• Short problem: Every line of the data must be copied exactly.

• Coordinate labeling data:

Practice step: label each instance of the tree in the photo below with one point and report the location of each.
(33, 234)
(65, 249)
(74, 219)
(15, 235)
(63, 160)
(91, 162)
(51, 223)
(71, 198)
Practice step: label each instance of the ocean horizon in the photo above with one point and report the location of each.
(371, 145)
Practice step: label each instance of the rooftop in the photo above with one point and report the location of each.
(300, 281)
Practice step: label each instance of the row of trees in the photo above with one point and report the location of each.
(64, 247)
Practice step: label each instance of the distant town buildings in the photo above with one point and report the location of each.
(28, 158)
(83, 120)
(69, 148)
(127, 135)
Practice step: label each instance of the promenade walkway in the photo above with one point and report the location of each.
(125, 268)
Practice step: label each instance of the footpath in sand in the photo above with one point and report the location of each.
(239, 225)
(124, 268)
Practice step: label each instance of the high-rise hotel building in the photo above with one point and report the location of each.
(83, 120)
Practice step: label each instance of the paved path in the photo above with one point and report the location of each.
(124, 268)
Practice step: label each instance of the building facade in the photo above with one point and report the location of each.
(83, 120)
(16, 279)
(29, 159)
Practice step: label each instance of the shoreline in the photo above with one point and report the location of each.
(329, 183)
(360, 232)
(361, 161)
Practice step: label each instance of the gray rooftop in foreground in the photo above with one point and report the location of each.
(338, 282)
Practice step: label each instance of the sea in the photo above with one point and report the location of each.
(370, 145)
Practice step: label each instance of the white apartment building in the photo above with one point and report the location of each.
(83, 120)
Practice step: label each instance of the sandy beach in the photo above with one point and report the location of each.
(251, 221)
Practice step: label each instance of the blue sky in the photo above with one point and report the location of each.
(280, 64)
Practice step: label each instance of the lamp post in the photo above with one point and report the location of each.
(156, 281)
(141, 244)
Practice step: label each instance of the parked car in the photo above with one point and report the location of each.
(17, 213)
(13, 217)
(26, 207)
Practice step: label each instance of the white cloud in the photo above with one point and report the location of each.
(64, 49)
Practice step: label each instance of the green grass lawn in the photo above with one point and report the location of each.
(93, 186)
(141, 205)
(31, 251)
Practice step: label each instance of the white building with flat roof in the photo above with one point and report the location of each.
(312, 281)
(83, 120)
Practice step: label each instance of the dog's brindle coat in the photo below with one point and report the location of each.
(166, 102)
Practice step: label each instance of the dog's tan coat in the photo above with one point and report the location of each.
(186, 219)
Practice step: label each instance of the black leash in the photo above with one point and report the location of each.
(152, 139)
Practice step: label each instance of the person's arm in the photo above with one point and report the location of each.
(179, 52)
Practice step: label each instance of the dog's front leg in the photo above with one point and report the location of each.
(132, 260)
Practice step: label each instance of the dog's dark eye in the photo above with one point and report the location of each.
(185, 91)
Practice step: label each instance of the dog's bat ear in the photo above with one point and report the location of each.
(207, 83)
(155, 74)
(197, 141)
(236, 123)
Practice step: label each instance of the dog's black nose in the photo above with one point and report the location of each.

• Response for this exercise:
Practice step: label each instance of the tree in the photo below with one point and report the location of each.
(33, 234)
(65, 249)
(74, 219)
(15, 235)
(63, 160)
(91, 162)
(51, 223)
(71, 198)
Practice step: label each instance of the ocean horizon in the photo above with one point and report the location of each.
(371, 145)
Practice step: label each instance of the rooftop in the photo above with one point and report the location of each.
(300, 281)
Practice step: label each instance of the row of trees in the photo above with one point and report the location of each.
(64, 247)
Practice step: label each instance of the distant town buildings in the photo above with one point and report the location of each.
(28, 158)
(83, 120)
(69, 148)
(127, 135)
Practice step: label each instance of the promenade walkway in the photo above with one point and report the location of each.
(125, 268)
Practice step: label each instance of the footpath in sand in the photo above with one point and report the location of each.
(239, 225)
(124, 268)
Practice step: label each instance of the high-rise hotel building in the photo above with one point and report the location of each.
(83, 120)
Practice step: label each instance of the paved path in the photo above with one point and report the location of each.
(124, 268)
Practice step: label each instance of the building facade in the photo above with one point and report the location of each.
(83, 120)
(16, 279)
(29, 159)
Practice step: label each instance of the shoreline in the photo above with one point and report the location of each.
(329, 183)
(360, 232)
(361, 161)
Practice step: label each instance of the gray rooftop in foreground in the photo above with one point and report the location of each.
(338, 282)
Practice step: label each instance of the sea in the photo above with one point and report the location of each.
(370, 145)
Practice step: label each instance of the white apartment building in the photo above with one point and report the location of each.
(83, 120)
Practice step: label each instance of the sandy beach in the photo above with one point and report the location of each.
(251, 221)
Practice step: label each instance of the blue sky in the photo above with one point and report the location of each.
(280, 64)
Practice step: label each instance of the lamp post in the photo above with one point and report the location of each.
(156, 281)
(141, 244)
Practice step: label each instance of the parked car in the photo above with one point and report the location of each.
(17, 213)
(13, 217)
(26, 207)
Practice step: label each instance of the white cloud in the photo above with one point and report the location of each.
(64, 49)
Practice step: label each instance of the green grass lawn in the photo above with one point and report the location of each.
(93, 186)
(141, 205)
(31, 251)
Practice step: label each instance of the white building with flat roof in the photo above with one point and report the location of each.
(312, 281)
(83, 120)
Practice step: label each instance of the dog's brindle coat in the photo below with one point and report the location of each.
(166, 102)
Practice step: label each instance of the dog's tan coat in the photo above with one point and report the location of each.
(186, 219)
Practice step: label each instance of the black leash in the photo above with one point and report the location of each.
(152, 139)
Practice step: label each instance of the person's arm in the photo above with one point and report the location of each.
(179, 52)
Practice step: label each instance of the dog's front leg in the photo above with one point and report the location of each.
(132, 260)
Practice step: label each instance of the dog's dark eye in the photo above with one point and report the location of each.
(185, 91)
Practice step: label each instance of the dog's bat ear in the photo above with one point and report the location of each.
(207, 83)
(155, 74)
(197, 141)
(236, 123)
Practice step: label each instance of the dog's black nose in the photo above with one point and report the location of each.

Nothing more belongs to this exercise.